TASK TO CARRY OUT.
Line by line, output the entries below exactly as they appear.

THE RECORDS.
◇ ◇ ◇ ◇ ◇ ◇ ◇
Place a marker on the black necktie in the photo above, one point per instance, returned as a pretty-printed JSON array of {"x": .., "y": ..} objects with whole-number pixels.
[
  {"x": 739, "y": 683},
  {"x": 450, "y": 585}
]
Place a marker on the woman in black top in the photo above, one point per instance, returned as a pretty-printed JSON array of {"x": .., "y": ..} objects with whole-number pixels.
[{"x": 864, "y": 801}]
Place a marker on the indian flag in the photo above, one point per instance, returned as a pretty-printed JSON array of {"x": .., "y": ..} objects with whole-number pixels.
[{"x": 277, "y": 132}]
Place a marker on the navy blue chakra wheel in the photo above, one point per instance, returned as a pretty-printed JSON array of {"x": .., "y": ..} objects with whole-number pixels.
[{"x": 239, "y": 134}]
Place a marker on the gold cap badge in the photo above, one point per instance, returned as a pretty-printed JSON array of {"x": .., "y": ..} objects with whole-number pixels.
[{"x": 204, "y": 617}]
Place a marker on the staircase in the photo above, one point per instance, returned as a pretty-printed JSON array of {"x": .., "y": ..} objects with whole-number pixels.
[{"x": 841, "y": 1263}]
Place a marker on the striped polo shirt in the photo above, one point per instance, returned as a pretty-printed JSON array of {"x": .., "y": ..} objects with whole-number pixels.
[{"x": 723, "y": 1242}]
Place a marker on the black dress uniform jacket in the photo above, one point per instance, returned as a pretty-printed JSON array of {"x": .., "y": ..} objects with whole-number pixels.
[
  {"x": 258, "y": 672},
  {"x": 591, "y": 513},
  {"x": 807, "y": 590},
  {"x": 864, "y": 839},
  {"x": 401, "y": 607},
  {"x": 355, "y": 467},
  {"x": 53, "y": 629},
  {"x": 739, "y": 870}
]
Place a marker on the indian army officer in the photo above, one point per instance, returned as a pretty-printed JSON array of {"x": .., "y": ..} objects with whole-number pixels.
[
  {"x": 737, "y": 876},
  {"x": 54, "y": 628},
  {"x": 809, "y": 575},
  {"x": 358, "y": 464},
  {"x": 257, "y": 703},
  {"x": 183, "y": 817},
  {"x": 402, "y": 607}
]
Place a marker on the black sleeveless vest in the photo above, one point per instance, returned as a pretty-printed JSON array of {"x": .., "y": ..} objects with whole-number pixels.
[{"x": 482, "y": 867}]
◇ ◇ ◇ ◇ ◇ ◇ ◇
SOLUTION TO THIS TASK.
Place a marker on the black necktie in the photo above, one point per instance, returned as a pretty-printed JSON array of {"x": .., "y": ..} objects with whole-number pixels.
[
  {"x": 739, "y": 683},
  {"x": 450, "y": 585}
]
Place a marker on the woman in black top in the photo above, one point per instance, returned as a pretty-printed JSON array of {"x": .., "y": ..} objects with whole-number pixels.
[{"x": 864, "y": 801}]
Place a marker on the indian flag in the photo above, one point per instance, returned as a pretty-printed JSON array of {"x": .., "y": ..} objects with whole-number pixels.
[{"x": 277, "y": 132}]
Place a marker on the navy blue chakra wheel in the photo above, one point per instance, returned as a pretty-printed JSON array of {"x": .., "y": ..} objects with whole-number pixels.
[{"x": 239, "y": 134}]
Place a marker on the gold cap badge in the photo above, one point per instance, returned as a pretty-printed JSON array of {"x": .., "y": ..} objects with whole-number pixels.
[{"x": 204, "y": 617}]
Place a marker on the staircase in the photo above, one point per instance, returned as a pretty-printed JSON array of {"x": .., "y": ..} objects with whole-number pixels.
[{"x": 841, "y": 1263}]
Place a marker on the striped polo shirt in the photo above, one point per instance, returned as a pretty-printed JSON array of {"x": .., "y": ..} objects with whole-number pixels.
[{"x": 723, "y": 1242}]
Place a marker on the black dress uniform jacket in the photo above, one point per instance, returned as a pretty-printed JSON array of {"x": .., "y": ..} objects with whole-number pixels.
[
  {"x": 258, "y": 672},
  {"x": 591, "y": 513},
  {"x": 807, "y": 590},
  {"x": 864, "y": 839},
  {"x": 401, "y": 607},
  {"x": 355, "y": 467},
  {"x": 53, "y": 629},
  {"x": 739, "y": 870}
]
Place a marker on the indian army officer in the photo above, one point per instance, returned as a pretty-printed JSON array of {"x": .., "y": ..} objects with whole-number pixels.
[
  {"x": 737, "y": 876},
  {"x": 54, "y": 628},
  {"x": 809, "y": 575},
  {"x": 358, "y": 464},
  {"x": 257, "y": 703},
  {"x": 183, "y": 817},
  {"x": 402, "y": 607}
]
Place a marker on the black sleeveless vest in the photo above, one point per instance, returned as a pretty-printed JSON array of {"x": .., "y": ..} objects with whole-number pixels.
[{"x": 482, "y": 867}]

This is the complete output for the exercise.